(Saved entries)
_____
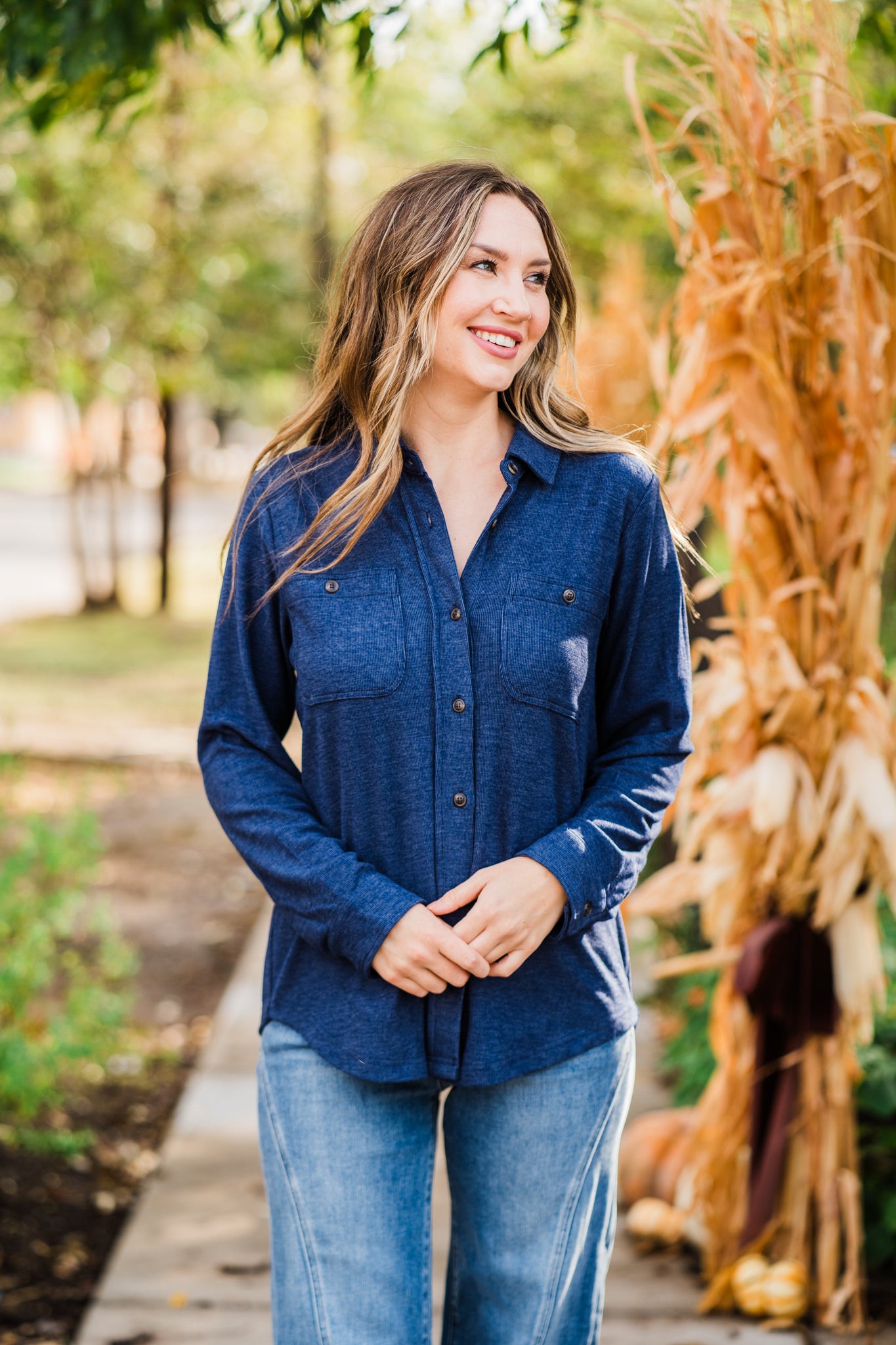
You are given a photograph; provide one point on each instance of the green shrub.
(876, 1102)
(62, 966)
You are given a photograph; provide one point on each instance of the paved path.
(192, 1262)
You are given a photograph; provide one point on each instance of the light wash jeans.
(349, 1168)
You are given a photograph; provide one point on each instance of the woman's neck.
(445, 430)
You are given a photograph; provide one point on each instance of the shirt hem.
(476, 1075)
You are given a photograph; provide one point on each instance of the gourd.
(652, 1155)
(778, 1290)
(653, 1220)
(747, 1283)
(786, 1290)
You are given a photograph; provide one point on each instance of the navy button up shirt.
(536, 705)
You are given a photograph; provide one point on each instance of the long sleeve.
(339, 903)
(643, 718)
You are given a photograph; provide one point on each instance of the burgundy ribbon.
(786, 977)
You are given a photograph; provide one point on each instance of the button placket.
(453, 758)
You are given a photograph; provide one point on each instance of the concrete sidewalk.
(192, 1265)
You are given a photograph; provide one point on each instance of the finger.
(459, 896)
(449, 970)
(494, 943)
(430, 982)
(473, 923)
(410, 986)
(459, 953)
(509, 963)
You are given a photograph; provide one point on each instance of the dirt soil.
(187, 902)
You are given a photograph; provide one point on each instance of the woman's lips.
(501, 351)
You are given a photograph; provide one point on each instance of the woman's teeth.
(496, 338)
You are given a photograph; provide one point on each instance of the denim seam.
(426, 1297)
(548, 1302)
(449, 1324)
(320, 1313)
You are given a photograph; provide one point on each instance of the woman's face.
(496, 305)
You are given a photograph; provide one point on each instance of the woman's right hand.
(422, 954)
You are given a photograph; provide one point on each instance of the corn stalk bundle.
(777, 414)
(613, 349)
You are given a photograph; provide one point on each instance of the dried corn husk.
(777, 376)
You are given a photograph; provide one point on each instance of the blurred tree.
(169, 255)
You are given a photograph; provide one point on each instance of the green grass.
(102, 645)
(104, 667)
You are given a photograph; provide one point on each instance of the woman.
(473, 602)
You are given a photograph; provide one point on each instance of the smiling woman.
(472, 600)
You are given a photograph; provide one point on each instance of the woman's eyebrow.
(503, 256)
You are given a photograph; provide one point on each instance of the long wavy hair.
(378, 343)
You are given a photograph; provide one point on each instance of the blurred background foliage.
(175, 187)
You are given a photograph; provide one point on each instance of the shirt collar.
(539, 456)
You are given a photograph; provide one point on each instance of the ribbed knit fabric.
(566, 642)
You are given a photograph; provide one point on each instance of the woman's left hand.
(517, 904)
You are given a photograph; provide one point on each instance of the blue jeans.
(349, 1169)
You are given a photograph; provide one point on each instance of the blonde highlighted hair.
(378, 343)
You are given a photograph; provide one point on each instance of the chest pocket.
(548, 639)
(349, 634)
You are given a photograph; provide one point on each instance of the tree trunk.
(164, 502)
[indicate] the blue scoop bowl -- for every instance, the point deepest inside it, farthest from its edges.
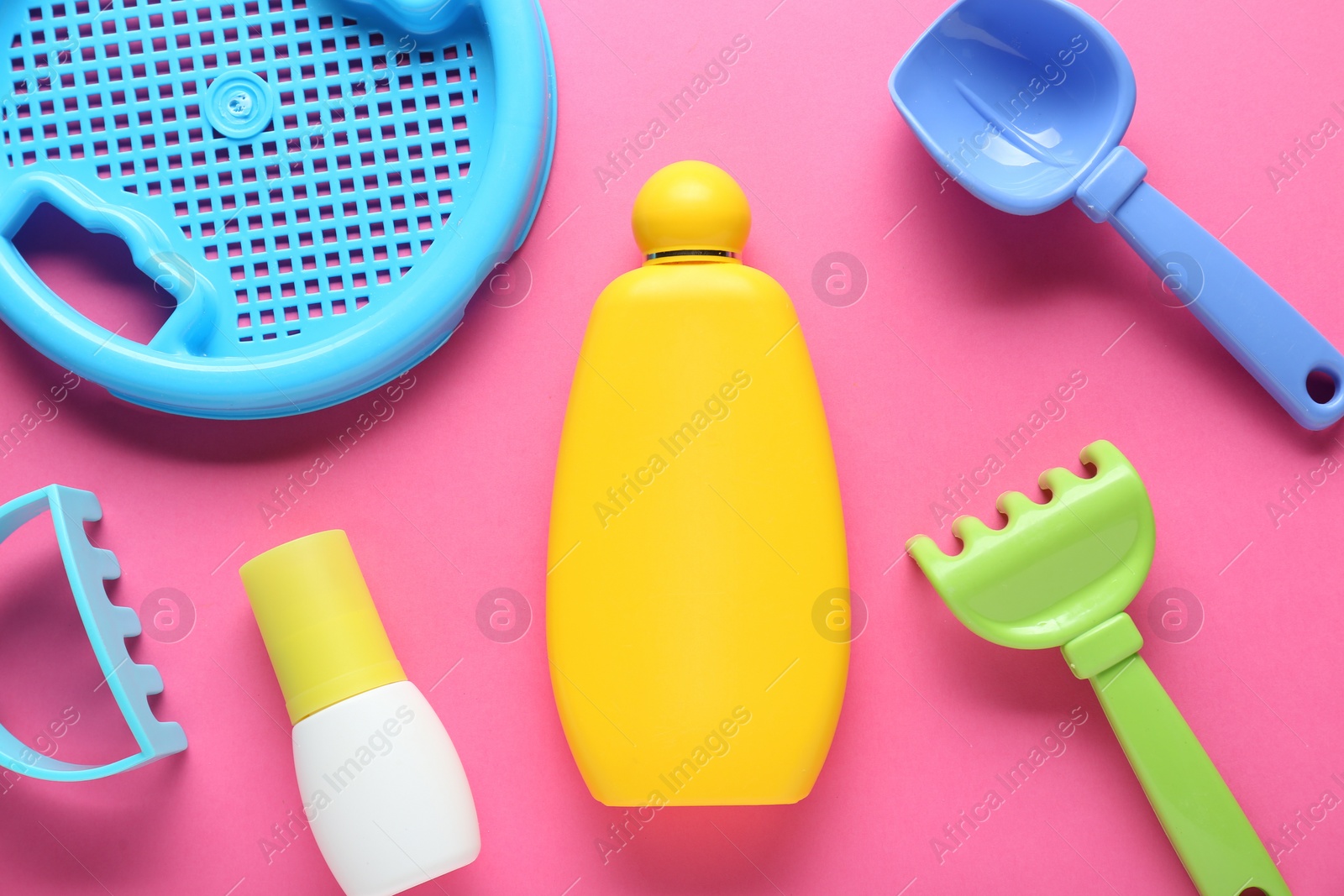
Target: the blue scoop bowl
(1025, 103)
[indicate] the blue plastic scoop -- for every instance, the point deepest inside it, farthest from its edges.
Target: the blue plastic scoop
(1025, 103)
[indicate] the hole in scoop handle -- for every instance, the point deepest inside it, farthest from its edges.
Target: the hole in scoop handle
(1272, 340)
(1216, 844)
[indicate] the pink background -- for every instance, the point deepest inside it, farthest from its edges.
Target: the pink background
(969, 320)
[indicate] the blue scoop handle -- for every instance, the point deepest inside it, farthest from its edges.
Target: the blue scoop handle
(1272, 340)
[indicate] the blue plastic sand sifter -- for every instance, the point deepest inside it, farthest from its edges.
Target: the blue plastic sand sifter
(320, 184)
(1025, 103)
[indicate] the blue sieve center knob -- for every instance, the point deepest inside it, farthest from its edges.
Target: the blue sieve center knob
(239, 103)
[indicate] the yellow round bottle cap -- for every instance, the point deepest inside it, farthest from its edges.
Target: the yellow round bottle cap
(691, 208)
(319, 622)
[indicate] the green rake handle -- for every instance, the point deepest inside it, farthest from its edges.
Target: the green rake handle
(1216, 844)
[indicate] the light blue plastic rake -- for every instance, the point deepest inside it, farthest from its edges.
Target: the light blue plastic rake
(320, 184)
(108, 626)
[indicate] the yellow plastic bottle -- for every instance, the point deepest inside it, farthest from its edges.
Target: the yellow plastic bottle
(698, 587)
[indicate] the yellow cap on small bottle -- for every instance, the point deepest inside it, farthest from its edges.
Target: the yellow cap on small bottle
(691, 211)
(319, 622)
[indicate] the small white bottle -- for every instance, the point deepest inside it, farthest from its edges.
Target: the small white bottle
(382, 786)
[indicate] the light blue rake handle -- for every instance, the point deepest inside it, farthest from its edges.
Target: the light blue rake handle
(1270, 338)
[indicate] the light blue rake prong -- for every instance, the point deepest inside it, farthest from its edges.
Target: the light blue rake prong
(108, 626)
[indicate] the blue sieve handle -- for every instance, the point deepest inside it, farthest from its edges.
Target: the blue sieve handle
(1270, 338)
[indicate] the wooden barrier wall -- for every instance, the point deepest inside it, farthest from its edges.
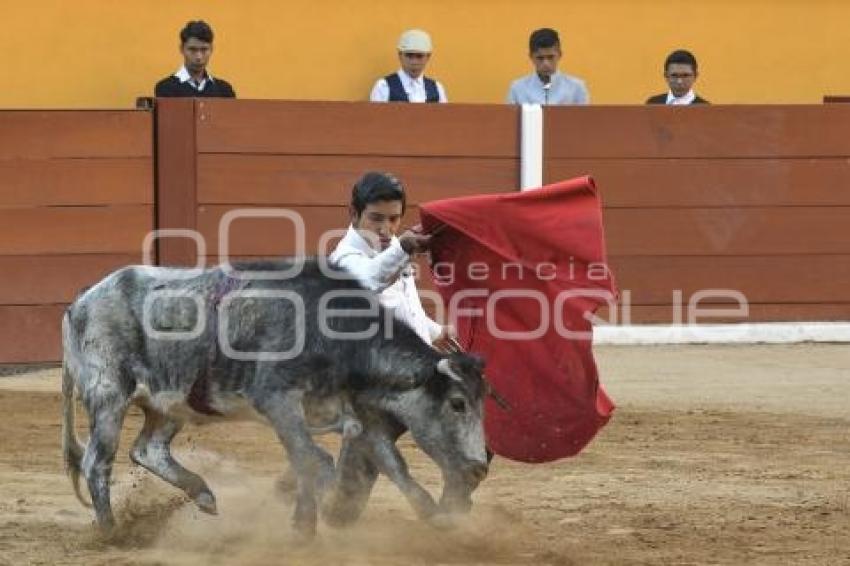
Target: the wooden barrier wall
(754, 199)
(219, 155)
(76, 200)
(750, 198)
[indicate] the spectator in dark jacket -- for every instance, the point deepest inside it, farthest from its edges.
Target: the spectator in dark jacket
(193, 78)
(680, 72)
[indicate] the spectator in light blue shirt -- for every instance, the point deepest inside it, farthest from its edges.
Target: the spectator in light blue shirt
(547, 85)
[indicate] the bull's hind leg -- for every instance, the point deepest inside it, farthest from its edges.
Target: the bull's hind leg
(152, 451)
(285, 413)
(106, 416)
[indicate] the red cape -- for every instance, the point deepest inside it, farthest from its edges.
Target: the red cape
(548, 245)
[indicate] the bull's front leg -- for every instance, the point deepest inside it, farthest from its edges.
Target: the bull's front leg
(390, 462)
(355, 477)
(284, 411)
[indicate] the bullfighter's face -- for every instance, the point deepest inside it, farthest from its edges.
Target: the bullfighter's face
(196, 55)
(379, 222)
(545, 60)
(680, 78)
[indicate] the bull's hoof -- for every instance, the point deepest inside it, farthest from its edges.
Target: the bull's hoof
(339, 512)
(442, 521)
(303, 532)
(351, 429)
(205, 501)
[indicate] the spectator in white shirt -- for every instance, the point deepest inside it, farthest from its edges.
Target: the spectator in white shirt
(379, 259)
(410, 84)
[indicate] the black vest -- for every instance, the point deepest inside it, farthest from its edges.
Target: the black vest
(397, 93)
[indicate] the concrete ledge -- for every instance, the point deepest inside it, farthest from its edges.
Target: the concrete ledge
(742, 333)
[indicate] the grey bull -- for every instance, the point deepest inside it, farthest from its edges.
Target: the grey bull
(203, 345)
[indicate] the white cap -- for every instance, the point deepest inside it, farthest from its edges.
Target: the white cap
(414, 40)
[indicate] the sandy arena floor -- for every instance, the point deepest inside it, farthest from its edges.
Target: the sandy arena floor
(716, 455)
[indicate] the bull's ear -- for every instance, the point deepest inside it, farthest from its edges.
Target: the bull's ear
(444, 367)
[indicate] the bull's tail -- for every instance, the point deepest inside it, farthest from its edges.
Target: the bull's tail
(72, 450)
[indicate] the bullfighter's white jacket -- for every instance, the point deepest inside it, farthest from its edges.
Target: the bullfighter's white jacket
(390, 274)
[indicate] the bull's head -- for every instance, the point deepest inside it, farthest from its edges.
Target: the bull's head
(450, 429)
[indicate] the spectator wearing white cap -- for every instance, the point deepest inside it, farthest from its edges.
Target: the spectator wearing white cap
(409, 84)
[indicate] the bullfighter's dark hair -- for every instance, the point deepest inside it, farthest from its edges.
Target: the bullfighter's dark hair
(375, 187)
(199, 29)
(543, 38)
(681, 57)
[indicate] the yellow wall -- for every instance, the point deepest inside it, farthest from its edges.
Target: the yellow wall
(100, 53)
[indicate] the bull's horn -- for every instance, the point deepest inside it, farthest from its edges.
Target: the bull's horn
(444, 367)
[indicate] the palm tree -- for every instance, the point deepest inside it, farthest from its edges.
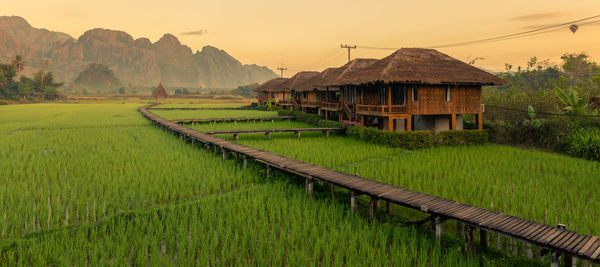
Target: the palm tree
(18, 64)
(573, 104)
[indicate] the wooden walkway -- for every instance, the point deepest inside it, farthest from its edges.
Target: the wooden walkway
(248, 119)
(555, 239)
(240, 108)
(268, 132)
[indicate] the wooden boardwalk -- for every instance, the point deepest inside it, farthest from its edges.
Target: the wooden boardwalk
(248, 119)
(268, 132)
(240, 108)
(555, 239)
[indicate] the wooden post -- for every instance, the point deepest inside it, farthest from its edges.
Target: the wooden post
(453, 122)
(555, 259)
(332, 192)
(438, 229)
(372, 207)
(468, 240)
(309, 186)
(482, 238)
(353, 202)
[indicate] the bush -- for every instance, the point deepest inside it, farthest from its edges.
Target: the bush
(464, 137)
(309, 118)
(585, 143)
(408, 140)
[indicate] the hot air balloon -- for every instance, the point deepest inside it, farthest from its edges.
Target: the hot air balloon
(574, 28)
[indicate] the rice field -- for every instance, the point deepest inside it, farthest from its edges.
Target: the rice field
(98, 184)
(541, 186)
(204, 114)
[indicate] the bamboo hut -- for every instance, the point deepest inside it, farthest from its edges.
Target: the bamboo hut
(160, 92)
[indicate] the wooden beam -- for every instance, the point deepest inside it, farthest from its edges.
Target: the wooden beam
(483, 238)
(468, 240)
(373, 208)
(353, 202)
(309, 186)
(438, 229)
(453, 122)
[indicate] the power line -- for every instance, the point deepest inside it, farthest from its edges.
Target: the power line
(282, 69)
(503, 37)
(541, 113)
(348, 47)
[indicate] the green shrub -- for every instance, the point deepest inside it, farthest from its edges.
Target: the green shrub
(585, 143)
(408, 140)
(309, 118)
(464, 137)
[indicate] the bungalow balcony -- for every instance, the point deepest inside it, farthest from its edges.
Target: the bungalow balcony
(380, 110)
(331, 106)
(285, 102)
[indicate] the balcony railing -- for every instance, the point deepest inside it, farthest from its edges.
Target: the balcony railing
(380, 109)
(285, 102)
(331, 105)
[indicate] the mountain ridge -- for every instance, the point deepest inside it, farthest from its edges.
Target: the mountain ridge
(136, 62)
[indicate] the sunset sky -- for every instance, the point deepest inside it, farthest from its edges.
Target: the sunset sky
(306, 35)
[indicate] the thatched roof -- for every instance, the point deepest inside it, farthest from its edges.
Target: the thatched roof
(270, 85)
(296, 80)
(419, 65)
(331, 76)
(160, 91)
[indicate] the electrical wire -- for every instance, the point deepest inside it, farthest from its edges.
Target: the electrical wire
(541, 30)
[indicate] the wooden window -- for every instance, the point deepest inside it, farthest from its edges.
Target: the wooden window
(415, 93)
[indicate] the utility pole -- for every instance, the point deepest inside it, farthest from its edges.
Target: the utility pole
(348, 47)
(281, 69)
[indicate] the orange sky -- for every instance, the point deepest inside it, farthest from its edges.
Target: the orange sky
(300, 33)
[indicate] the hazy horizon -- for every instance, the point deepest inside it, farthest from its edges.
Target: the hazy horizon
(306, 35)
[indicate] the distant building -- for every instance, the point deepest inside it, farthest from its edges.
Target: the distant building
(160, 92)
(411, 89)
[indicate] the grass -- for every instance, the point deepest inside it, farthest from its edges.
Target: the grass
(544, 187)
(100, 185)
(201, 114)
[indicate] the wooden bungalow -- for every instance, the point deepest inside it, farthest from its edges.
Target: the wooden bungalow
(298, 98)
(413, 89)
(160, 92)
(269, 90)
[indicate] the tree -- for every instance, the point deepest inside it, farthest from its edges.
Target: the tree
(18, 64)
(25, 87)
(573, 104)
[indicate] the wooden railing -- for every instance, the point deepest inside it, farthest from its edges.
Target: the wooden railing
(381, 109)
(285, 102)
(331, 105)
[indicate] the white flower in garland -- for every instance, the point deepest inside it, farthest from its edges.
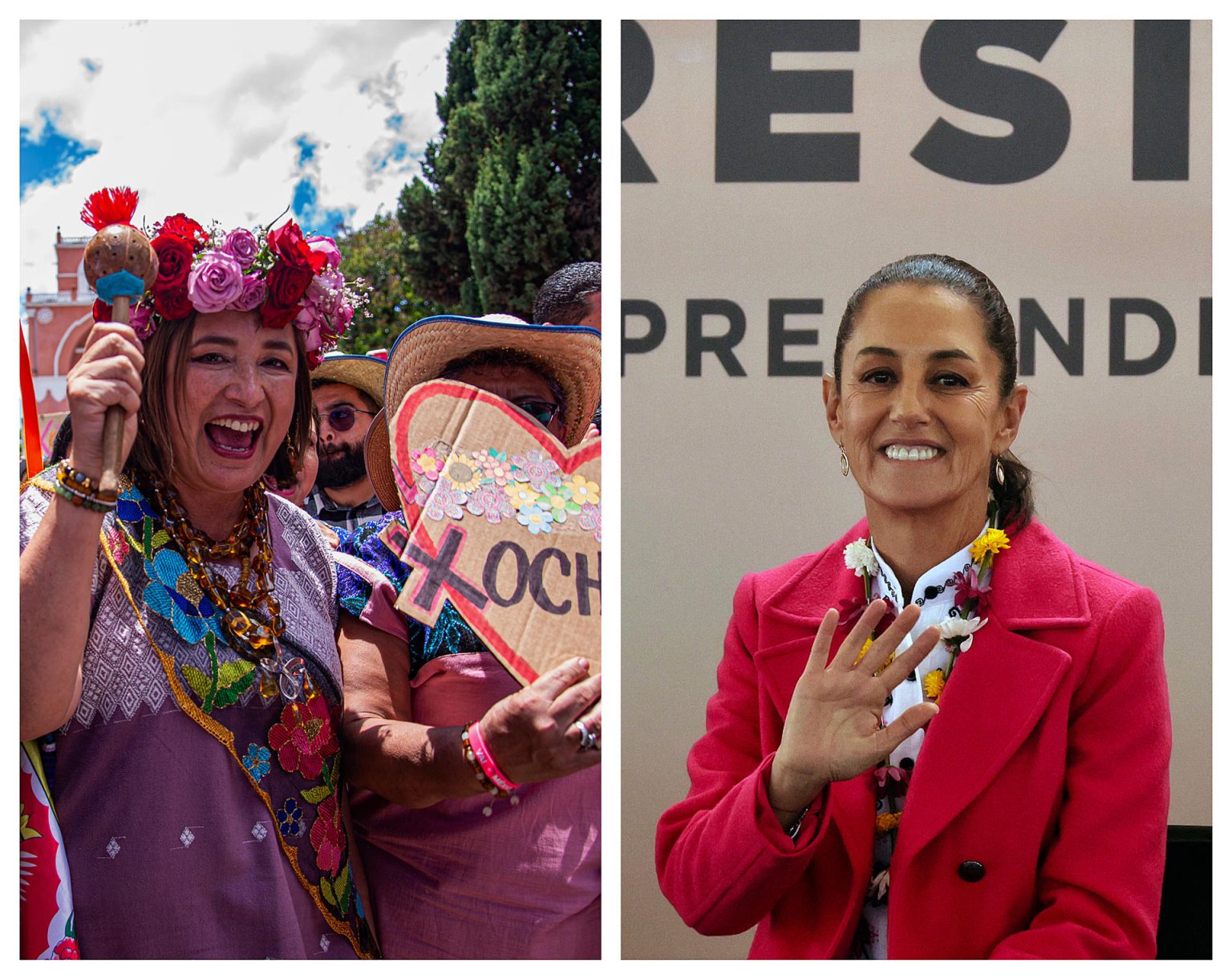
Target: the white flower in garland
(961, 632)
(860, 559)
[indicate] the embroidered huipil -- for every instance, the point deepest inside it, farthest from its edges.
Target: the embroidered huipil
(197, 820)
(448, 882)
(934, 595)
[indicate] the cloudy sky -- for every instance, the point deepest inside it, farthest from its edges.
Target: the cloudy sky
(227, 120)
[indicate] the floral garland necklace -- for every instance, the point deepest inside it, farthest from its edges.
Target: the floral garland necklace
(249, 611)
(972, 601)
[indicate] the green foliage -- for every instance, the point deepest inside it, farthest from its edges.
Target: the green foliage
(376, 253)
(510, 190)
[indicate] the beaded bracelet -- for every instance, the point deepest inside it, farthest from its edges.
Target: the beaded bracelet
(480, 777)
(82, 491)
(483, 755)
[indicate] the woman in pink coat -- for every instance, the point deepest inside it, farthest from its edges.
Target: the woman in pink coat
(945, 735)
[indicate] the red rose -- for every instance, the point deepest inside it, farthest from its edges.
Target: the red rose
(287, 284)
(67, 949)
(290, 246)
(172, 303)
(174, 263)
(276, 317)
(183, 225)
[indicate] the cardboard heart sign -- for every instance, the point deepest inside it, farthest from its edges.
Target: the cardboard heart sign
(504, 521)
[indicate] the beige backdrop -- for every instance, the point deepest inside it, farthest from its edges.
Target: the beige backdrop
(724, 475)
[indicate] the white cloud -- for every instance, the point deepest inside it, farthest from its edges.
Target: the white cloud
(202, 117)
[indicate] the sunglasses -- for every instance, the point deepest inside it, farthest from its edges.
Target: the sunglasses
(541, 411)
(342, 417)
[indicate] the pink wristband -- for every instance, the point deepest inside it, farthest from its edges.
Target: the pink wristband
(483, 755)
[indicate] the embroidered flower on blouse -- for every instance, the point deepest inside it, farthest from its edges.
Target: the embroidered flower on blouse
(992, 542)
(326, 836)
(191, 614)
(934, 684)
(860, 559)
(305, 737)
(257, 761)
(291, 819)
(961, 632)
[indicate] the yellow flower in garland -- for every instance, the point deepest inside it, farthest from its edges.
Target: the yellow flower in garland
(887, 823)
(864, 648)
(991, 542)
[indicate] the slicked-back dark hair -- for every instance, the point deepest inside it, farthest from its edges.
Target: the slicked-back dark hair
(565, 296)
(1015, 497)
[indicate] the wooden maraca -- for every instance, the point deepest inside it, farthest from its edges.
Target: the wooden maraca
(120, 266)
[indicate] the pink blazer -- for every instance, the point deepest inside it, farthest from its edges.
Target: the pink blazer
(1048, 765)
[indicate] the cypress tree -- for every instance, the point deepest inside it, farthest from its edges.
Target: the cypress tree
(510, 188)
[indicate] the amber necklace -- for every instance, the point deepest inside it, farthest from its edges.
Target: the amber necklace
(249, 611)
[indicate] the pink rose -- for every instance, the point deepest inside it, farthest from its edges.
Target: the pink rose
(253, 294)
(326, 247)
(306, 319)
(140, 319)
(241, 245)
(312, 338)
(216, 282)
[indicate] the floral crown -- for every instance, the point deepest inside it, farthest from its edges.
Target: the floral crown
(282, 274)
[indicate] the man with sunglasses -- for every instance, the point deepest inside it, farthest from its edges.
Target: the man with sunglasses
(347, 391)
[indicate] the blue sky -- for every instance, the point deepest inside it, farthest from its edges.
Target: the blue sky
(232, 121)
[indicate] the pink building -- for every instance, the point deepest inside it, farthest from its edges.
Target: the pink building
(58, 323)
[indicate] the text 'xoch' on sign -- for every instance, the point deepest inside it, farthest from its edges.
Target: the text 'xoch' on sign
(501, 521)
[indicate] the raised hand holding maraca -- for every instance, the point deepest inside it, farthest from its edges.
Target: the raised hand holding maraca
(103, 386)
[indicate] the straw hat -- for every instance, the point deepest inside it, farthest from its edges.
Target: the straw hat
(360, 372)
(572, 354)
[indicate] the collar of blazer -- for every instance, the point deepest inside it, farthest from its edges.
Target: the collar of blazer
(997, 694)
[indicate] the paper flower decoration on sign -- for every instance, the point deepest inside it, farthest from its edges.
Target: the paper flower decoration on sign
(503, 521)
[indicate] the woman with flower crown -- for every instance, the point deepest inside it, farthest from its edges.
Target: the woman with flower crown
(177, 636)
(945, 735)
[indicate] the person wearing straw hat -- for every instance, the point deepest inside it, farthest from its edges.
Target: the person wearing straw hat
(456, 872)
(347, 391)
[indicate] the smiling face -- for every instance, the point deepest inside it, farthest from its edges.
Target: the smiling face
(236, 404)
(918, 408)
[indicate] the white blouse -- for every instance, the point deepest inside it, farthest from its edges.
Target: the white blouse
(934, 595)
_____
- **Problem to solve**
Taking the entries above, write out exactly each line from the one holding "[indicate] the floral crown" to the one holding "[indicate] the person", both included, and stop there.

- **Answer to the exercise**
[indicate] the floral crown -- for every instance, the point deepest inside it, farthest from its edges.
Target: the floral crown
(282, 274)
[indicate] the man with sunglasses -- for every instance, the point deepest inside it, farthest from its edges.
Target: the man with sunglasses
(347, 391)
[indicate] the blue sky -- for every instance, the point deepest inside it, farthest from its edges.
Target: the blue sky
(232, 121)
[indicate] the pink building -- for every instance, the point deepest inside it, farthest from its edges.
Target: the pink building
(58, 323)
[indicate] the text 'xoch' on sign -- for every instance, the point deepest inside it, farthest from its edges.
Target: the text 'xoch' on sign
(501, 521)
[indicate] the raised hand holding maraca -- for every instance, the point deepest inside it, farthest from its edges.
Target: the raised hand holding maraca
(103, 386)
[indicate] the straw hat -- for every instance, the point deepest inside it, farthest from its edges.
Target: the straw hat
(360, 372)
(572, 354)
[indicate] the collar of blazer -- for every instance, the point deepest inside it, farthest from its edges.
Target: the collar of blazer
(997, 694)
[indicate] the paper flower decoration on sign -- for every instance, the point deepest inside it, farthest from its edges.
Target: the paper flower decoration on sign
(503, 521)
[indicate] the woman with flower crown -- for every instance, the point deepest inside it, farthest from its edges.
Target: the woman with flower crown
(177, 636)
(945, 735)
[indicate] the person wearing straw hat -- for every instance, the point deepest inside it, farthest from its edges.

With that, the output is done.